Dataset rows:

============================================================

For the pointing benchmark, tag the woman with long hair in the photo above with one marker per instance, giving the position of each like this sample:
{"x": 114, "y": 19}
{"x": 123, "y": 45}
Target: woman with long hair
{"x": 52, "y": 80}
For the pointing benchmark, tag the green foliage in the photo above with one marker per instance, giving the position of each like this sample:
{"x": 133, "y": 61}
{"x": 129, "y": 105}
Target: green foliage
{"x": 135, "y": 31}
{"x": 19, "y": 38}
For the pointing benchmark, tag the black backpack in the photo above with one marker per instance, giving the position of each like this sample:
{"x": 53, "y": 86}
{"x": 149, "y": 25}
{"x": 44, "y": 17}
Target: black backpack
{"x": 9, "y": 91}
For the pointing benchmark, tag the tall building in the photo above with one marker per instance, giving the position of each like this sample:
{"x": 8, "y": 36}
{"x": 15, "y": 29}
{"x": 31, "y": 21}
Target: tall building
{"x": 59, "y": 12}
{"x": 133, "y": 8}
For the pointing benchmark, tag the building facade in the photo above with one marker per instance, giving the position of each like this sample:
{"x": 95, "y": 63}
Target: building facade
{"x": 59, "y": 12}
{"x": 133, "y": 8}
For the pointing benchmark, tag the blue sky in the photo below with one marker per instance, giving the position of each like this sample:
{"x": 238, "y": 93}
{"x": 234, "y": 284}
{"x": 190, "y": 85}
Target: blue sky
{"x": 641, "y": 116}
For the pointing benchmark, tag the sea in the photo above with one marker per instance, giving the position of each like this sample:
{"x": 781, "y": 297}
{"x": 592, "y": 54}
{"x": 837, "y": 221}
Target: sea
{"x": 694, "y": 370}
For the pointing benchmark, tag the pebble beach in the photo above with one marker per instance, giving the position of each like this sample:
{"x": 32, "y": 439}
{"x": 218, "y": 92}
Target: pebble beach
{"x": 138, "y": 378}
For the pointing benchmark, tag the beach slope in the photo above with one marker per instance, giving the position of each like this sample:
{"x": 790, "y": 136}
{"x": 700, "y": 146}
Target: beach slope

============================================================

Instructions to follow:
Find "For the pointing benchmark, tag the pebble" in the data above, then repeat that line and all lines after it exactly, ending with the final line.

Task output:
For the pointing benchmark, tag the pebble beach in the photo above with one marker per instance, giving the position of each like this sample:
{"x": 32, "y": 439}
{"x": 218, "y": 92}
Target: pebble beach
{"x": 138, "y": 378}
For the pointing benchmark, tag the beach slope in the photo above with one marker per instance, giving the position of each like this sample:
{"x": 790, "y": 136}
{"x": 700, "y": 146}
Target: beach slope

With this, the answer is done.